Schriftliche Aufgabe a:
Trage alle Zeilen der Auflistung zusammen, in denen das Wort "dark" vorkommt. Groß- und Kleinschreibung ist dabei zu beachten.

Auszug zum Lesen:
Aber die Stückzahl brauchst du eigentlich nicht zu berücksichtigen für das
Programm.

cu
Josef


----------



## waldy (16 September 2005)

Hallo Josef,
jetzt denke ich so weit ist alles klar.
Und wieder eine Frage
Wenn Programm in Logokonsole ist geschrieben,
wie kann man diese Programmbild kopieren und da rein in Forum einfügen. Ich wolte früher ein mal eine Programm von S7 in FUP in forum einfügen, aber habe es nicht geschaft.
Deine Technoschema ist sehr Gut gezeichnet.

Gruß waldy


----------



## volker (16 September 2005)

erzeuge mit ALT + DRUCK eine screencopy vom bildschirm.
füge dieses in der zwischenablage liegende bild in ein bildbearbeitungs/anzeige -programm (z.b. iview) ein.
schneide den relevanten teil aus und speicher den irgendwohin.

wenn du im forum eine mail schreibst füge dieses bild als attachment hinzu.


----------



## Josef (16 September 2005)

waldy schrieb:
			
		

> ... wie kann man diese Programmbild kopieren und da rein in Forum ...



Du kannst z.B Logosoft!Comfort V5.0 Demo herunterladen und Installieren. 
Das gibt es für Windows, Mac OS X und Linux.
Dann kannst du entweder mit der Windows Betriebssystem Funktion Bildschirmfoto 
(Ich unterstelle dir mal das du auf einem Windowssystem arbeitest) 
ein Bild von deinem Bildschirm machen 
und es im Forum via BBCode einfügen, 
oder ganz so wie es Volker beschrieben hat, 
oder die Logodatei per attachment anhängen.

cu
Josef


----------



## waldy (19 September 2005)

Hallo,
 ich machte es, wie  Volker beschrieben hat - aber ohne Erfolg.
Ich wolte Attachment hinzufügen- leider funktioniert es nicht.
Ich hatte schon mehrere mal probiert es hinzufügen - aber es geht nicht

gruß waldy


----------



## Kai (19 September 2005)

Für Attachments gelten folgende erlaubte Dateierweiterungen und Dateigrößen:

http://www.sps-forum.de/phpBB2/attach_rules.php?f=2

Was genau wolltest Du denn als Attachment hinzufügen? Ein Bild? Und wenn ja, in welchem Dateiformat ist das Bild und wie groß ist die Bilddatei?

Gruß Kai


----------



## waldy (19 September 2005)

Hallo,
ich habe wie Oben es war geschrieben, mit Alt + Druck habe ich Bild aus Logo kopiert, dann in Paint Programm von windows hinzugefühgt und bearbeitet. Gesamtegröße von Bild ist 1,68 MB (1.762.614 Bytes). Und in Attachments  Info steht , das bis 4 MGB Dateigrößen kann man einfügen.
gruß waldy


----------



## Josef (19 September 2005)

*Attachment Versuch!*



			
				waldy schrieb:
			
		

> Hallo,
> ich machte es, wie  Volker beschrieben hat - aber ohne Erfolg.
> Ich wolte Attachment hinzufügen- leider funktioniert es nicht.

Schriftliche Aufgabe b:
Wie groß ist laut dem Forenauszug die Bilddatei, die waldy in Paint bearbeitet hat?

Auszüge aus Zeigedaten

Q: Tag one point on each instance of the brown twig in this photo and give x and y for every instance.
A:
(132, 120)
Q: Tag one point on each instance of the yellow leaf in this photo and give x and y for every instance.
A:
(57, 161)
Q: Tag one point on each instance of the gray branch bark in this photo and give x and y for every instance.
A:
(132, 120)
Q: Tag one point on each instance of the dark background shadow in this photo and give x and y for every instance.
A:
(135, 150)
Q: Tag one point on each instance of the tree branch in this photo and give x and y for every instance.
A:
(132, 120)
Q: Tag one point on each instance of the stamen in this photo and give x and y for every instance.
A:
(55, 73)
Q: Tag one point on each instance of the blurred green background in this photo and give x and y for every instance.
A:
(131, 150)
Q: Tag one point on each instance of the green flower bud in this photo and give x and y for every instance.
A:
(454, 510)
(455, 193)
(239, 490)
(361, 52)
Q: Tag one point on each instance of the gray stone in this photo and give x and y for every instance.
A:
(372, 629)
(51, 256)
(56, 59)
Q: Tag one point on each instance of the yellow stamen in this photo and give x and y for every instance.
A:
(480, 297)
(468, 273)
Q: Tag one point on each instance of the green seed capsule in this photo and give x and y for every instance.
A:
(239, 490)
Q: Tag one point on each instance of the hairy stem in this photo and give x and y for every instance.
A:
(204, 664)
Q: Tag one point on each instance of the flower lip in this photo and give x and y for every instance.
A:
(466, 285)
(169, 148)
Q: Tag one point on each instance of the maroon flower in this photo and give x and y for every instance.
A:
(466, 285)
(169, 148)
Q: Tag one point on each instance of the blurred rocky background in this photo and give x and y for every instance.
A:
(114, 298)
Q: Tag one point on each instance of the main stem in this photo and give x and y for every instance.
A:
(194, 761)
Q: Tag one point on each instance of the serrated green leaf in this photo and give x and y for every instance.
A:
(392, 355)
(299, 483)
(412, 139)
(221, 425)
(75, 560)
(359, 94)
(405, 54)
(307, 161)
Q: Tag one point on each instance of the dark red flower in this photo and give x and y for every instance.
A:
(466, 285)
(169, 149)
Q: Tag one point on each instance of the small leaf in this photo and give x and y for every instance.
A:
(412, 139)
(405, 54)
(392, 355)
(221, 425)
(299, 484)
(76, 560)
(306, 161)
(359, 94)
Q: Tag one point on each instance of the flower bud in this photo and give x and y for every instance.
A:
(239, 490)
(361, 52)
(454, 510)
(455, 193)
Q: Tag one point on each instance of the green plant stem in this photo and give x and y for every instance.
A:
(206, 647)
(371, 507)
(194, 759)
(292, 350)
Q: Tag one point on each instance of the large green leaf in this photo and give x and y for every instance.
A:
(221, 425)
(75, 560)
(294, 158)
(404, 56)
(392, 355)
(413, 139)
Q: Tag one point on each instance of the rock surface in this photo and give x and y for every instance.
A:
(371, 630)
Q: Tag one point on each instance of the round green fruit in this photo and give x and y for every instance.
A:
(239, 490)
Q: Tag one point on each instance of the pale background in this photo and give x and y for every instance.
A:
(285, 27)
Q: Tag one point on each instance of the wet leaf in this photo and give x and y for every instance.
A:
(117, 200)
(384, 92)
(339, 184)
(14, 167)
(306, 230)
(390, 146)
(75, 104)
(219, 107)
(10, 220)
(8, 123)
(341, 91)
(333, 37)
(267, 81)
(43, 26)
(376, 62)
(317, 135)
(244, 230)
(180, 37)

Vollständige Antwort a:
Q: Tag one point on each instance of the dark background shadow in this photo and give x and y for every instance.
Q: Tag one point on each instance of the dark red flower in this photo and give x and y for every instance.

Vollständige Antwort b:
1,68 MB (1.762.614 Bytes).